━━━ Records for processing
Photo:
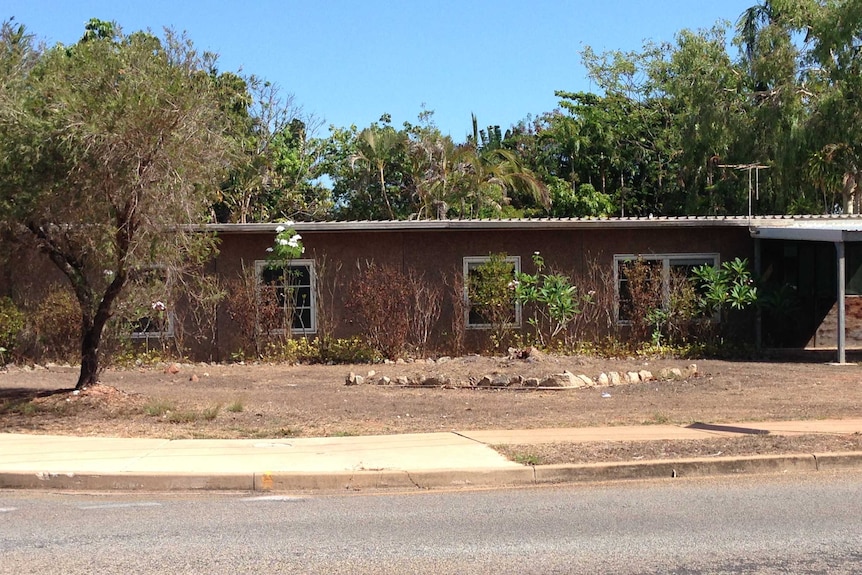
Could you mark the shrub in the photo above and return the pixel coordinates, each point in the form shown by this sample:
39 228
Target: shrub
381 300
555 301
11 324
255 310
491 292
57 322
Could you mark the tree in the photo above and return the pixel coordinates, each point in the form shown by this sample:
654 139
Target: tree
109 151
277 160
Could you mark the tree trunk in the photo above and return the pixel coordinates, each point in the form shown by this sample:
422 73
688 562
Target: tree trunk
91 330
89 359
848 192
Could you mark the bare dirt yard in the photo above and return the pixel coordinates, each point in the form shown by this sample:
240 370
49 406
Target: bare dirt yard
270 401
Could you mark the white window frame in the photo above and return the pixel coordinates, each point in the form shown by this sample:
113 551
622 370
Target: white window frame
667 260
169 316
470 262
261 265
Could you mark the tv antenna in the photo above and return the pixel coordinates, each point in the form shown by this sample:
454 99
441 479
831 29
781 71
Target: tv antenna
749 168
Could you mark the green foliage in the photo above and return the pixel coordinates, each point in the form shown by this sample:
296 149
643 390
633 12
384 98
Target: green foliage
159 407
57 323
105 145
556 302
722 289
586 202
491 293
11 324
288 244
235 407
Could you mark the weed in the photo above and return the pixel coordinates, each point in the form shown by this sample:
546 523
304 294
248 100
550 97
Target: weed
658 419
210 413
183 416
158 407
21 407
526 459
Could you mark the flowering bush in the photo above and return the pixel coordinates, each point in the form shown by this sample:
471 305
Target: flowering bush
288 243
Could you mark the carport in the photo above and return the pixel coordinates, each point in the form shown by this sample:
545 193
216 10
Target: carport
837 230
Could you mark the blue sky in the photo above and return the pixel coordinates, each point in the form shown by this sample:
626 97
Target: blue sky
348 62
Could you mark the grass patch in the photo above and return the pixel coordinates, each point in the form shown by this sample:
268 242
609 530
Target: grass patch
210 413
158 407
20 406
183 416
658 419
525 458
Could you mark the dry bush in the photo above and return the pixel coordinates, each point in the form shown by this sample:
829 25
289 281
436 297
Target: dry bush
57 326
455 285
427 302
381 300
255 310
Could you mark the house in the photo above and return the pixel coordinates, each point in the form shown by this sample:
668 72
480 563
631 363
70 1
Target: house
802 259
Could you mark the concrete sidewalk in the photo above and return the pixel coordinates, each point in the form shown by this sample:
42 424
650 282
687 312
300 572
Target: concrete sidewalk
428 460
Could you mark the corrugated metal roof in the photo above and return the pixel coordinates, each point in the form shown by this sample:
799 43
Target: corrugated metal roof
777 221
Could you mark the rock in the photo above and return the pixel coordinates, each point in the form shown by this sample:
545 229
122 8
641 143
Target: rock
565 379
587 381
528 353
672 373
433 381
353 379
501 381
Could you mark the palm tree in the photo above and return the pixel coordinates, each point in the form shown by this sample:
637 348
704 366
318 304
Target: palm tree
376 148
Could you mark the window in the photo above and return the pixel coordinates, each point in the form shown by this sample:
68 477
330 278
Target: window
507 312
149 288
640 278
287 295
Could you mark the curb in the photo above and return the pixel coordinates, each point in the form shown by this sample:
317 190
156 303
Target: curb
434 479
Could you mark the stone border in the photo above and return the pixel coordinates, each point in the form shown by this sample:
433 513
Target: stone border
564 380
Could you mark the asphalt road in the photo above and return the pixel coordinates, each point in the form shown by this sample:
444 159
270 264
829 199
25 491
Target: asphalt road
810 524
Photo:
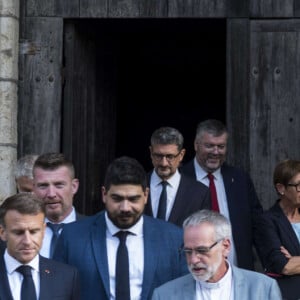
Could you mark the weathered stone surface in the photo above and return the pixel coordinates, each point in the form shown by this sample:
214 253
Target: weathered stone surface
8 156
9 41
10 8
8 113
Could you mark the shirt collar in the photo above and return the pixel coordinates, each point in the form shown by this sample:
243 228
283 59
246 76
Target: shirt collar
225 280
201 173
173 181
136 229
12 264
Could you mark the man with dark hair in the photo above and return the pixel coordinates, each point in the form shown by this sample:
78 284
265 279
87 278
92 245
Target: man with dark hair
183 195
234 189
22 269
97 245
55 183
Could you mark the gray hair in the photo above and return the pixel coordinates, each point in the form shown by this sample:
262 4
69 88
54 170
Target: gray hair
221 223
167 136
212 126
24 166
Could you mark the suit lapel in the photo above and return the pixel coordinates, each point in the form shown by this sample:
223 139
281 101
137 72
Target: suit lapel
100 251
46 279
284 223
179 206
5 293
151 239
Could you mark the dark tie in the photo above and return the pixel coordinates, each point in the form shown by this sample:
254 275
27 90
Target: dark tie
162 206
122 268
213 193
55 229
27 288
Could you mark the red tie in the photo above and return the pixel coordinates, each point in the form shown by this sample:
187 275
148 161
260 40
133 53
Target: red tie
213 193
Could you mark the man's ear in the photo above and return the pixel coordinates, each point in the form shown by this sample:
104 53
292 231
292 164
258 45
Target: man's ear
3 233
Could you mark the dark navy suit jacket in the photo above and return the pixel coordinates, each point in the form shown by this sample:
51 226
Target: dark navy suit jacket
244 208
57 281
83 244
191 196
275 230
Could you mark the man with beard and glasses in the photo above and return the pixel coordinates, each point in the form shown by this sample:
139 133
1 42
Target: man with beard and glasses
184 195
55 183
235 192
92 245
207 243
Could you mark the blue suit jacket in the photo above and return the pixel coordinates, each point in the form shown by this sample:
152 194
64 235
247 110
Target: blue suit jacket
57 281
244 208
247 285
190 197
83 244
275 230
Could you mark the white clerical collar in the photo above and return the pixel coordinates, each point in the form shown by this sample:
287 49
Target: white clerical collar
225 280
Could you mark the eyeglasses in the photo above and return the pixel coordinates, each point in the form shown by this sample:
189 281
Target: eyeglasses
199 250
169 157
296 185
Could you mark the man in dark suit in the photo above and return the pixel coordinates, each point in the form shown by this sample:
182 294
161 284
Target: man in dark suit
152 245
184 195
22 227
236 194
55 183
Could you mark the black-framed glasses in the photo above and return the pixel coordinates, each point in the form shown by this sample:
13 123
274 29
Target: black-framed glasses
199 250
296 185
169 157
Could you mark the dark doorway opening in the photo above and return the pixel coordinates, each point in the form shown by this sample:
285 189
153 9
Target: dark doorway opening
172 73
124 78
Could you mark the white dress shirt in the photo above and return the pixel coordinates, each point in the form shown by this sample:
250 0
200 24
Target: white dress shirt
135 246
45 249
15 278
221 290
222 199
156 188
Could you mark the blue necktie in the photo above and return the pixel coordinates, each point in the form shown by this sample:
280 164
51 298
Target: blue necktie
27 288
55 229
122 268
162 206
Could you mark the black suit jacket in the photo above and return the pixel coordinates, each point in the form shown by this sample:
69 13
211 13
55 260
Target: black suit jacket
275 230
244 208
57 281
190 197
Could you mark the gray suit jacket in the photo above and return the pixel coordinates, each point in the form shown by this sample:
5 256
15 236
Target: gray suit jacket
248 285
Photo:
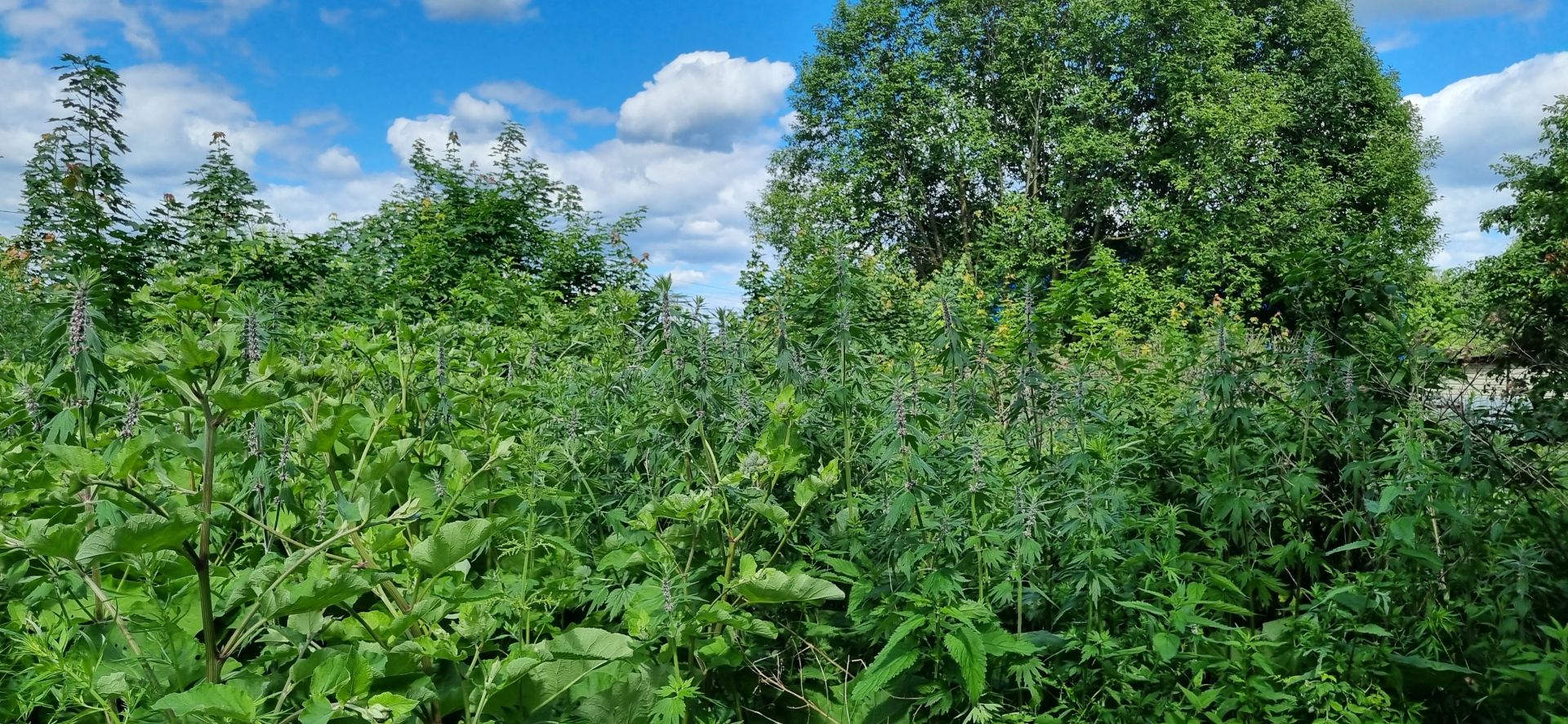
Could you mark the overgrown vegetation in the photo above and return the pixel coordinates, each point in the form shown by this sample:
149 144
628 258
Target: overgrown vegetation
461 463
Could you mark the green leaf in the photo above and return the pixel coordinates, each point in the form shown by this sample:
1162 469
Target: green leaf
1143 606
809 488
141 533
894 659
60 540
253 397
345 676
586 643
451 544
112 684
883 671
317 594
1349 548
574 655
966 649
214 701
775 587
390 707
1165 645
78 460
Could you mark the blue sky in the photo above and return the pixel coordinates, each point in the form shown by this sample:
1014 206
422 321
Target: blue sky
673 105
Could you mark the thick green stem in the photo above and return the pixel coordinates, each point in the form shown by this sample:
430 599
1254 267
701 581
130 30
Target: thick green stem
209 624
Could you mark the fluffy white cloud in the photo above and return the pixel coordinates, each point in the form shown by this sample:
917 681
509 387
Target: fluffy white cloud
1438 10
692 148
479 10
337 162
211 16
706 100
1481 119
170 117
532 99
314 207
474 119
25 105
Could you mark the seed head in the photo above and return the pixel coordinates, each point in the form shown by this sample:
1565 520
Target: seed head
253 438
253 337
127 429
80 323
283 461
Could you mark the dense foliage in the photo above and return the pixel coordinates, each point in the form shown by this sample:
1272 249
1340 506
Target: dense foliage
461 463
1252 149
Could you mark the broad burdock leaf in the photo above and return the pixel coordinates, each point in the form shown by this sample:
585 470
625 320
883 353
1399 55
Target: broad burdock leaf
141 533
315 594
212 701
60 540
80 461
775 587
453 543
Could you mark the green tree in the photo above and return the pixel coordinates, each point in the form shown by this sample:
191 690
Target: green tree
1254 149
223 204
1525 291
463 229
74 190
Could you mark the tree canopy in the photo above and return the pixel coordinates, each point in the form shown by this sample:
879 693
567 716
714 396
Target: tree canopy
1244 148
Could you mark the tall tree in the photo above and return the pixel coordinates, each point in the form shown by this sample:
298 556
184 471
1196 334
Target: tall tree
1525 291
223 204
74 190
1254 149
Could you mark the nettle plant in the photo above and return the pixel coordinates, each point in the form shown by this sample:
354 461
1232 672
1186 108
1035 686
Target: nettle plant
640 509
220 522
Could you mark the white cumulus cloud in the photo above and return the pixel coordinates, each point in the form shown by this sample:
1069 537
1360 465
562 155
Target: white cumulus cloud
706 100
479 10
1481 119
337 162
532 99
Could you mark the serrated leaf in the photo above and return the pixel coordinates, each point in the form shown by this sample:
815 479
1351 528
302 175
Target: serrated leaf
451 544
775 587
60 540
968 652
214 701
1165 646
883 671
140 535
255 397
320 593
78 460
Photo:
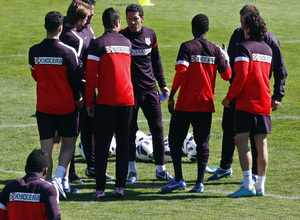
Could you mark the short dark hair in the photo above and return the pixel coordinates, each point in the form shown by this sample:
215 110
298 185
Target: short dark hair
89 2
135 8
110 16
53 20
76 11
248 9
200 24
36 161
257 26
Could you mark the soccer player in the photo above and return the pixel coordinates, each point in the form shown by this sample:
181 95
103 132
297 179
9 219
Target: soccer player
87 144
31 197
54 66
197 64
146 67
77 16
280 74
251 89
108 70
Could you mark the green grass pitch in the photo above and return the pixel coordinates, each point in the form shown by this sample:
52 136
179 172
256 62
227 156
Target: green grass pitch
22 26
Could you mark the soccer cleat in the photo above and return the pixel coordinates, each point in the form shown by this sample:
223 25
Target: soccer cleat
220 173
254 179
164 175
71 189
90 172
99 194
243 192
260 192
109 176
174 185
73 178
59 187
81 151
132 177
118 192
198 188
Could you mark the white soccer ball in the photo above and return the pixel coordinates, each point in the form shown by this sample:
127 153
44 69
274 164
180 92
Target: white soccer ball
113 147
191 148
140 136
167 151
144 150
188 138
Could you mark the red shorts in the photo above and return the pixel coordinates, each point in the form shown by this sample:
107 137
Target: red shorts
248 122
65 125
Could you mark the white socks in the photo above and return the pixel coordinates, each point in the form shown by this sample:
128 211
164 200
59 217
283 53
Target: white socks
160 168
261 183
248 183
60 172
132 166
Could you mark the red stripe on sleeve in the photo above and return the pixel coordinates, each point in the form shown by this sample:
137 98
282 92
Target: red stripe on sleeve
91 80
241 69
180 71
━━━━━━
| Prompt |
Quote, word for word, every line starting at the one that contains "Could you mark the white soccer" and ending with the final line of the entries.

| Solved problem |
Could you mark the white soccer ball in the photo above and return the pixel coordinates, each point in the form shown by this sample:
127 153
44 69
274 164
180 92
Target: white soccer ball
113 147
191 148
140 136
167 151
144 150
188 138
Could you mark the red shorts in the photo above and return the pixel coordinates, each point in the form shown by this sample:
107 137
Target: red shorts
248 122
65 125
Could you mark the white socks in the photo above and return the pixel coordinates, each point in the form shown by this sample:
128 211
164 200
59 217
283 53
Target: white socks
160 168
261 183
248 183
60 172
132 166
Could you mark the red stripe on sleeve in the photo above and return the pixel coordinates, each point in the form shown by this sample:
137 98
282 92
Target: red stripe on sleeve
91 80
241 69
180 71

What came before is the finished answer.